## Aim of the task:
Everything from the line containing "Exercise. Point out each instance of the wooden dock" to the final line of the records below should be given again exactly, and nothing else.

+++ Supplied records +++

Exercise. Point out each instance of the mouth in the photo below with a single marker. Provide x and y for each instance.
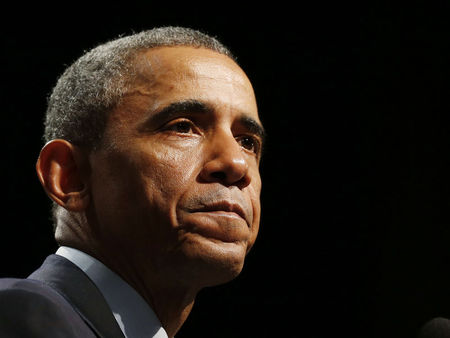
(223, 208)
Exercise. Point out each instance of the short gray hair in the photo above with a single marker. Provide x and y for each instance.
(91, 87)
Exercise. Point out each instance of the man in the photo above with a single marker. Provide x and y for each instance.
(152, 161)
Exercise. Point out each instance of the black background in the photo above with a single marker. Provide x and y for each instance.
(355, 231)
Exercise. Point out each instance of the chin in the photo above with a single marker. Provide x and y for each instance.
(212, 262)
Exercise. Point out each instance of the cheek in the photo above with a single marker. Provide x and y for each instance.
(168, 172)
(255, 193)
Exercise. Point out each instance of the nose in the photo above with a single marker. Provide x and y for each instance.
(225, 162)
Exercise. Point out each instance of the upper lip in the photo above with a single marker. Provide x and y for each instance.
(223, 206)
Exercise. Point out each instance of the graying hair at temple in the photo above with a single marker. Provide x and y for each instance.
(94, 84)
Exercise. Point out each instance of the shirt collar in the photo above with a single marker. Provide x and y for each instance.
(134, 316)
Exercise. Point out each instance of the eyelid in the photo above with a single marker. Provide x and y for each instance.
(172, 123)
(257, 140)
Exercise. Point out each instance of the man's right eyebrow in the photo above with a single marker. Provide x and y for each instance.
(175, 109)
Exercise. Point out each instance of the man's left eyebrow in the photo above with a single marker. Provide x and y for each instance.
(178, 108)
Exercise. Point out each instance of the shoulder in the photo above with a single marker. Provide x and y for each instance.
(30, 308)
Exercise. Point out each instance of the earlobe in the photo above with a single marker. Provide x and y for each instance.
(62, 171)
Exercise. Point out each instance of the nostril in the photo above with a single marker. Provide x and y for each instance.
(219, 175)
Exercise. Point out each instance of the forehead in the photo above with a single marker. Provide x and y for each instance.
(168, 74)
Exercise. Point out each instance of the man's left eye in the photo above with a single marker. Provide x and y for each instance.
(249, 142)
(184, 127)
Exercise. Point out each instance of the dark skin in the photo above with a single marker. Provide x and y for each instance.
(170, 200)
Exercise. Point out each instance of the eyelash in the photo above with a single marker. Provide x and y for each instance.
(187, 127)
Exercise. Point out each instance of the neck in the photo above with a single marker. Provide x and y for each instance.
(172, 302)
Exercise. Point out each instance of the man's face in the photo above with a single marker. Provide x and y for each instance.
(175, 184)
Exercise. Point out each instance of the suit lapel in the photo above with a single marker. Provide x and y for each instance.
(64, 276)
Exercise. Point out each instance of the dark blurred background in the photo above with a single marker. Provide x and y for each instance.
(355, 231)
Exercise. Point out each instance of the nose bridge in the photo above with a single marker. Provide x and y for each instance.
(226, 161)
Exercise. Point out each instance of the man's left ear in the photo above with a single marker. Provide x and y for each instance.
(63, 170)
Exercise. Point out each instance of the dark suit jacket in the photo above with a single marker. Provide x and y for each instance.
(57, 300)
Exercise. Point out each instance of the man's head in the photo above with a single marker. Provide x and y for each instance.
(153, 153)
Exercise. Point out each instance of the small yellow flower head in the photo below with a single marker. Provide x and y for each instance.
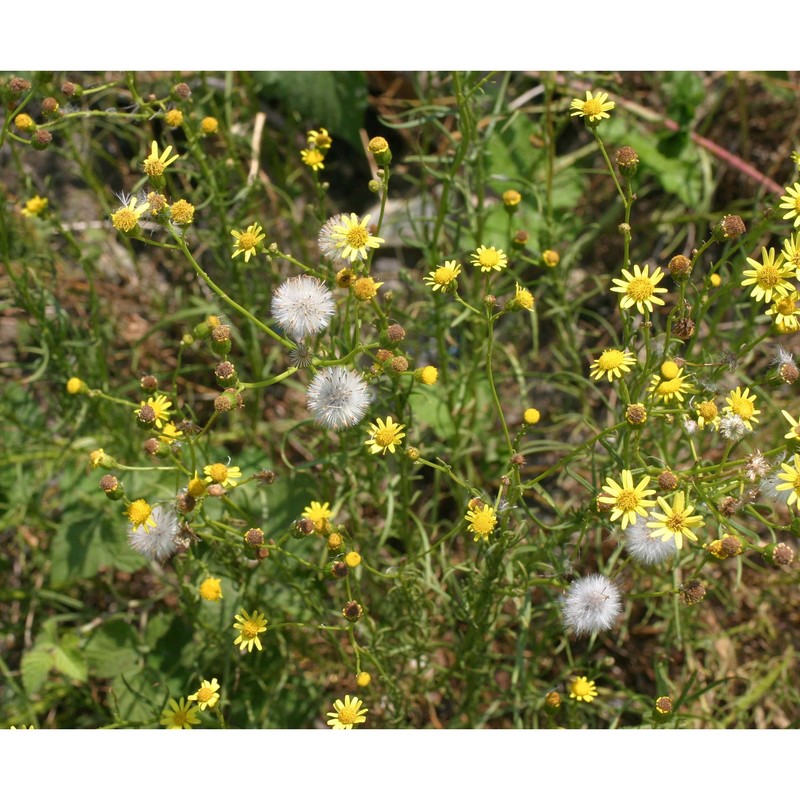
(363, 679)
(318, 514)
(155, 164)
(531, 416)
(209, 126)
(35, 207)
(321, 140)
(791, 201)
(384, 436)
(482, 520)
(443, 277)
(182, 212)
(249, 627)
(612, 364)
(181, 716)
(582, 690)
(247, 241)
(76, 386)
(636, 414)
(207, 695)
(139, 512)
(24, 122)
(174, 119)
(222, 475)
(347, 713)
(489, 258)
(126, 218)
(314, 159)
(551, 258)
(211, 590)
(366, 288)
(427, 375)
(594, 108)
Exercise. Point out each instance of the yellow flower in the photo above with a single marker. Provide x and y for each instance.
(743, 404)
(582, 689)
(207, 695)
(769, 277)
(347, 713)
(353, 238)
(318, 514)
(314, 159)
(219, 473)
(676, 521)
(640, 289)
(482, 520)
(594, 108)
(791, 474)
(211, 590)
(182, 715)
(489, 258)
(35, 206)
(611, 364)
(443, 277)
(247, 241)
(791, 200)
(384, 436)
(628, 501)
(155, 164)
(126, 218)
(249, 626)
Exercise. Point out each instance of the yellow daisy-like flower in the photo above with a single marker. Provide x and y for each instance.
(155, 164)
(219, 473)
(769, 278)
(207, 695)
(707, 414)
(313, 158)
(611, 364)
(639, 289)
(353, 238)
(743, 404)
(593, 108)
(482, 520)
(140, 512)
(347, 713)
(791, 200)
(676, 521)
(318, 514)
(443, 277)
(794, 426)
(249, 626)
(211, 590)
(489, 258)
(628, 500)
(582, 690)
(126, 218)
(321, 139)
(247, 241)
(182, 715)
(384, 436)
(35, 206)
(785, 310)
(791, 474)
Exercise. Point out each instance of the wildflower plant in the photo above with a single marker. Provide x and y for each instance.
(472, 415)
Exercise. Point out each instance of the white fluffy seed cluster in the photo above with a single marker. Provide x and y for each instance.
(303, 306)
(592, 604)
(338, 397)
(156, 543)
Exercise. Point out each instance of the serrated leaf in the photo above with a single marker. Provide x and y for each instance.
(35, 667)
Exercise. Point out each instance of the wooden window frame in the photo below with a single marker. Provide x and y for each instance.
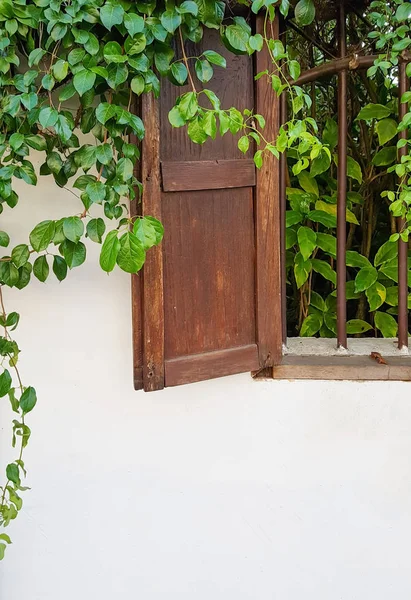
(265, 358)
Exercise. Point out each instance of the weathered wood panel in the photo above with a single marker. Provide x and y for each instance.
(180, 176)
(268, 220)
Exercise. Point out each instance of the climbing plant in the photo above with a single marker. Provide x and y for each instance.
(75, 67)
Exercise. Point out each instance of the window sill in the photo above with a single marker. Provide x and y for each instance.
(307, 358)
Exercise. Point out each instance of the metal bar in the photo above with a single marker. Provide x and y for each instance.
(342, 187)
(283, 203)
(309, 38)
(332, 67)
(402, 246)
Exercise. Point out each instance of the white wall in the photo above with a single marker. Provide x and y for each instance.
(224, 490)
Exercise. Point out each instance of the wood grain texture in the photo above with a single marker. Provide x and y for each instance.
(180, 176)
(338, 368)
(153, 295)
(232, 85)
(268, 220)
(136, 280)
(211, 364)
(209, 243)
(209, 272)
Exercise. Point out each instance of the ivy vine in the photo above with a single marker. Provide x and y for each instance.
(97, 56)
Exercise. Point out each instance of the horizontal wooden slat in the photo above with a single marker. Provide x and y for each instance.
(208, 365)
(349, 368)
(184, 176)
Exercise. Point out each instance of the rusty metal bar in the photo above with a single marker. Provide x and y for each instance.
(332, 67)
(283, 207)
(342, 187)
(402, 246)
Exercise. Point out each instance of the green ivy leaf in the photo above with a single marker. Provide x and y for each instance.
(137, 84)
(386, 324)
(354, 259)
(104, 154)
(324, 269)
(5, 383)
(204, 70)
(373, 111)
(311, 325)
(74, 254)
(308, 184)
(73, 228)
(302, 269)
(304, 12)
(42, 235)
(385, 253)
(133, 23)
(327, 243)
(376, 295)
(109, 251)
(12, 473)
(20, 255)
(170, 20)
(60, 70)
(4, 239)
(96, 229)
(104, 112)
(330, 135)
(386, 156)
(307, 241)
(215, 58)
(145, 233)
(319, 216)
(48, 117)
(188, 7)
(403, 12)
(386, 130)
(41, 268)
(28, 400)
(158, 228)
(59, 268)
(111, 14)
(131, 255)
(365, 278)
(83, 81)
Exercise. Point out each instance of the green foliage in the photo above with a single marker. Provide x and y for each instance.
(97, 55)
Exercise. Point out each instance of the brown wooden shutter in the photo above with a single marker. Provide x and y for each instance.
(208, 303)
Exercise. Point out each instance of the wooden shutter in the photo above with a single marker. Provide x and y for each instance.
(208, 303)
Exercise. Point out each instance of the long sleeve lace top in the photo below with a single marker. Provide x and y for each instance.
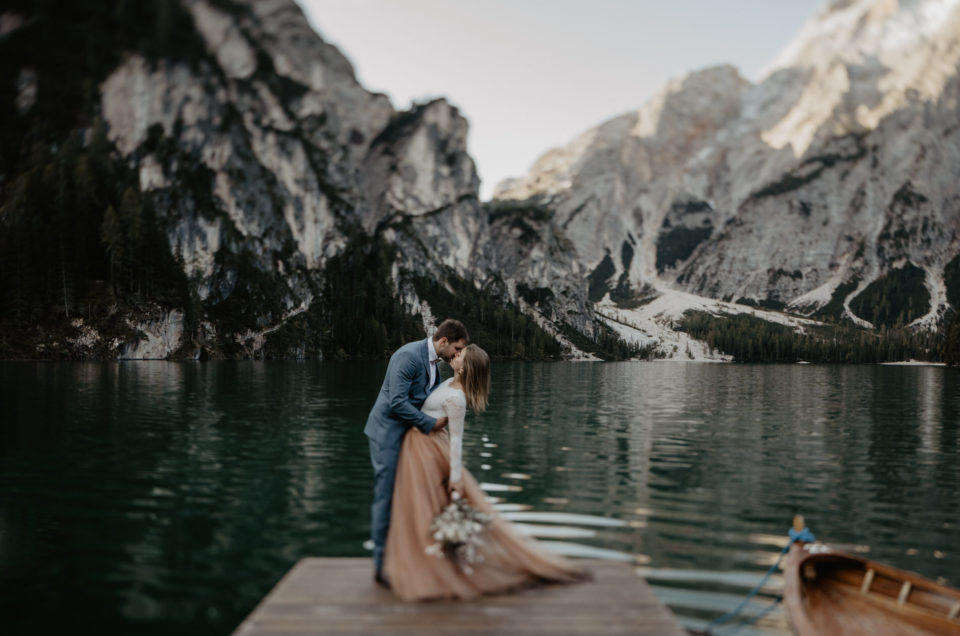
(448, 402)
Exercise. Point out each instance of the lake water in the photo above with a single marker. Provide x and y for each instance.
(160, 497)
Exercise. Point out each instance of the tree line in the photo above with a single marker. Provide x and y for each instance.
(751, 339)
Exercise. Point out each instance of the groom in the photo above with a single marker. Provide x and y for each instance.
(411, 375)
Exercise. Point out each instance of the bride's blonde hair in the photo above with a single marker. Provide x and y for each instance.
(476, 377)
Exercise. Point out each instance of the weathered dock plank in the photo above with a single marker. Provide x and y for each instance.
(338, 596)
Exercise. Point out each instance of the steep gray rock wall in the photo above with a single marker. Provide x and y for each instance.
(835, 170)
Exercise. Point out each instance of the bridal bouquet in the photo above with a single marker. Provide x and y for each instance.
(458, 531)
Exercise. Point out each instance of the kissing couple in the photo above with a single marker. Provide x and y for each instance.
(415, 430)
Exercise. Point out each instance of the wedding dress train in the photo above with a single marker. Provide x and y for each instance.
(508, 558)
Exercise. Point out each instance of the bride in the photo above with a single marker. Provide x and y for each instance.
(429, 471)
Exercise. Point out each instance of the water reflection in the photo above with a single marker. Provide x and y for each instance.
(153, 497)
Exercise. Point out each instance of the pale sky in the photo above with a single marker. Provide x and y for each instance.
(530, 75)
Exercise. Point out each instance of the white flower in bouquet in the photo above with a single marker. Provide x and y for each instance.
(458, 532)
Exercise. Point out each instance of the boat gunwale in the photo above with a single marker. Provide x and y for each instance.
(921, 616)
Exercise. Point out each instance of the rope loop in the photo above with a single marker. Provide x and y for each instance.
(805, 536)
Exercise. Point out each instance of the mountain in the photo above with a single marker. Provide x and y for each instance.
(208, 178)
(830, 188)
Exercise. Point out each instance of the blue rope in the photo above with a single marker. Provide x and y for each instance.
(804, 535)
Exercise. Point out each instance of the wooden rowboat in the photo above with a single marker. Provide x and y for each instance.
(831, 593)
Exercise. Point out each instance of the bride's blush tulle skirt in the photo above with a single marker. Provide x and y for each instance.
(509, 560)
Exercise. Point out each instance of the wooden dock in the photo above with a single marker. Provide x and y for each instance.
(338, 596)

+++

## Exercise solution:
Exercise. Point out each instance of the wooden dock in the photo above with a single marker. Provide x and y for each instance.
(338, 596)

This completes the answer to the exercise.